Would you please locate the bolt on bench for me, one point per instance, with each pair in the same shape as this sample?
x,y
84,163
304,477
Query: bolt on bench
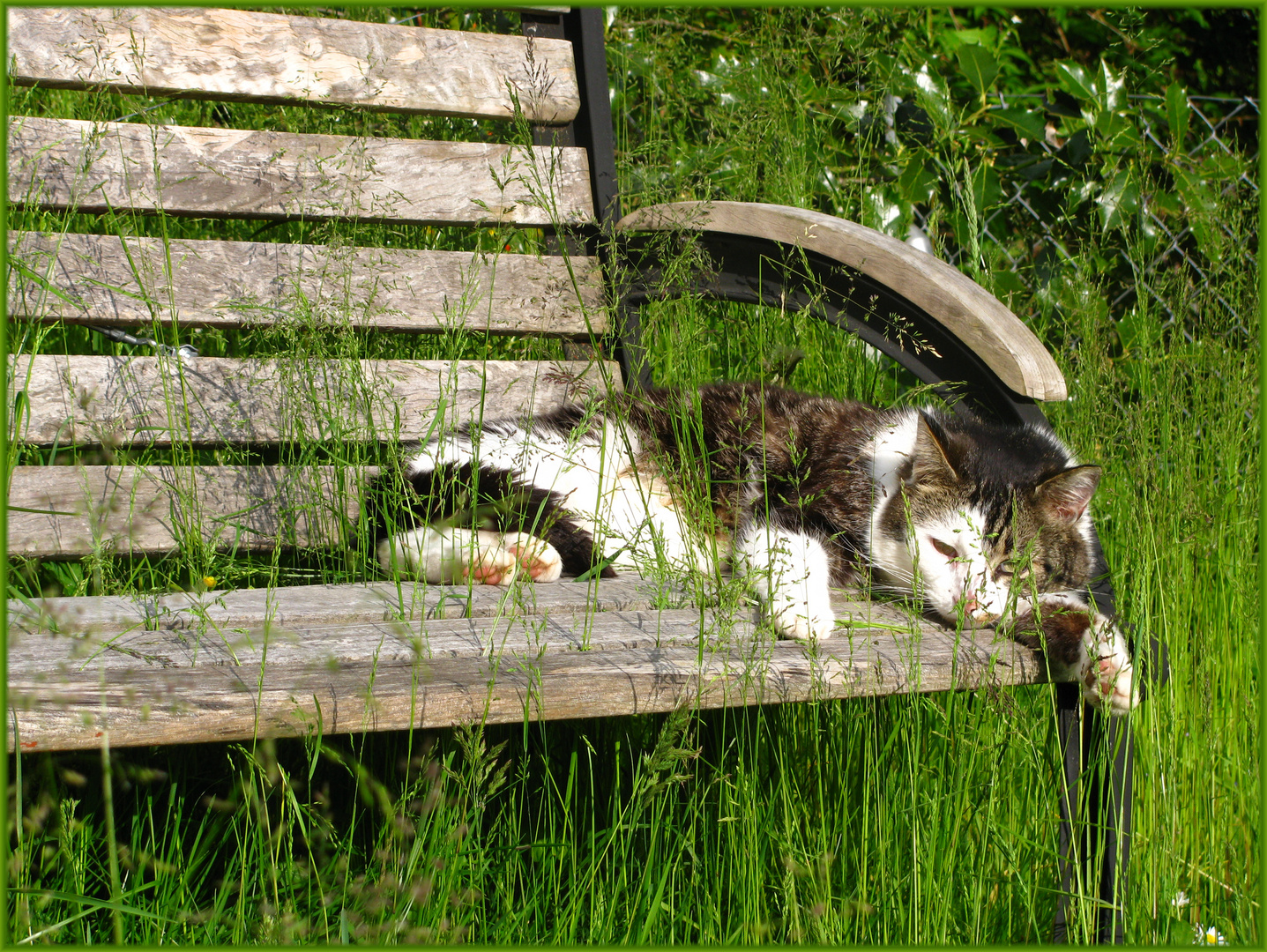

### [What is required]
Copy every line above character for character, omitting the picture.

### [In response]
Would you please locate the bolt on bench for me, one point per instance, with each pair in the same shape as this sample?
x,y
84,163
304,477
Query: bolt on bench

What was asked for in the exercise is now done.